Battle against student vaping, a priority pre-coronavirus, changes during pandemic

In some ways, the coronavirus pandemic is serving as a smoke screen distraction to the ongoing problem of student vaping.

Some Butler County schools took significant steps toward decreasing the practice in the past few years, but officials say the stresses caused by the coronavirus pandemic and the changes to in-person learning have brought new challenges to an ongoing problem that remains serious.

The latest federal study released in the fall by the Food and Drug Administration and Centers for Disease Control and prevention shows teen vaping has abated somewhat in the last year but remains sizable during the pandemic. Almost 40 percent of high school students who vape are using an e-cigarette on 20 or more days per month, according to the study.

Unlike cigarettes, the largely odorless, extremely portable vaping devices – also referred to as e-cigarettes – are used by a some teens while on school grounds and prompted significant responses by some schools locally.

In April 2019, Hamilton Schools launched the region’s first “shock and awe” vaping detection campaign.

Hamilton’s unprecedented crackdown on student vaping, mimicked in varying degrees by other area school districts, saw the deployment of hand-held metal detectors to find the metallic vaping devices hidden on students and mandatory drug tests for those caught with the smallish devices.

But then in early 2020, the pandemic arrived.

Some area school officials told the Journal-News teenage vaping continues, and coronavirus restrictions have made it more difficult to detect.

“We have fewer kids in the schools so you would think that’s fewer kids to vape. But that’s fewer kids to tell on other kids who are vaping,” said Matt Crapo, director of Fairfield student services.

And, said Crapo, “if you only have half the kids in a high school, you have a lot more spots to go vape.”

Serious problem with serious punishments

Vaping devices can allow users to inhale nicotine or a Cannabidiol oil compound derived from cannabis. Unlike tetrahydrocannabinol in marijuana, CBD does not produce a high but can heighten a user’s calm.

“Our teachers and staff are on high alert for e-cigarette products. The considerable increase of electronic cigarettes and other vaping products among both youth and young adults in recent years, and the research around their harmful effects, is concerning,” said Betsy Fuller, spokeswoman for the 16,800-student Lakota district.

Teenagers are often stressed by relatively normal life. And when you add in a global pandemic, which may directly threaten teens’ health, then seeking stress relief through vaping nicotine or a CBD oil is not surprising, said some Fairfield High School students.

※

§ **Problem 1**
Using the article on student vaping, explain why Fairfield's director of student services says having fewer students in school has not made vaping easier to detect.
§ **Problem 2**
Please state when Hamilton Schools launched its vaping detection campaign, according to the article on student vaping.

§ **Raw data**

※

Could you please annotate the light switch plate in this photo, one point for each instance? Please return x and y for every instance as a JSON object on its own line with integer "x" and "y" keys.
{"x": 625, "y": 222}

※

§ **Written reply 1**
Fewer students in the building means fewer students to report others who are vaping. With only half the students in a high school, there are also many more places to go vape.

§ **Written reply 2**
April 2019.